##### GIVEN DATA #####

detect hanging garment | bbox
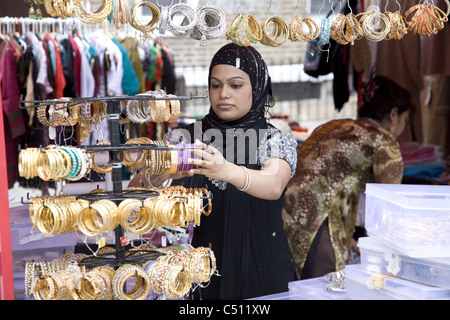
[68,35,82,97]
[112,38,140,96]
[0,40,26,187]
[73,36,95,98]
[120,36,146,93]
[44,34,66,98]
[61,37,76,98]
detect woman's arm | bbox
[189,140,292,201]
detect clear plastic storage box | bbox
[358,236,450,289]
[345,264,450,300]
[365,183,450,258]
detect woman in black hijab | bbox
[130,43,298,299]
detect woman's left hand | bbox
[189,139,231,181]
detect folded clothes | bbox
[400,142,440,165]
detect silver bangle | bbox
[190,5,226,44]
[168,3,197,37]
[237,166,251,192]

#####

No pictures belong in the copy. Repeat the listing above exactly.

• _RESULT OF THE EXERCISE_:
detect hanging garment | bbox
[68,35,82,97]
[112,38,140,96]
[0,40,26,187]
[73,36,95,98]
[120,36,146,93]
[44,34,66,98]
[61,37,76,98]
detect woman's arm | bbox
[189,140,292,201]
detect clear plastic storage box | bbox
[358,236,450,289]
[345,264,450,300]
[365,183,450,258]
detect woman in black hijab | bbox
[130,43,298,299]
detect woman's left hand | bbox
[189,139,231,181]
detect folded clothes | bbox
[400,142,440,165]
detect silver bangle | bbox
[190,5,226,44]
[168,3,197,37]
[237,166,251,192]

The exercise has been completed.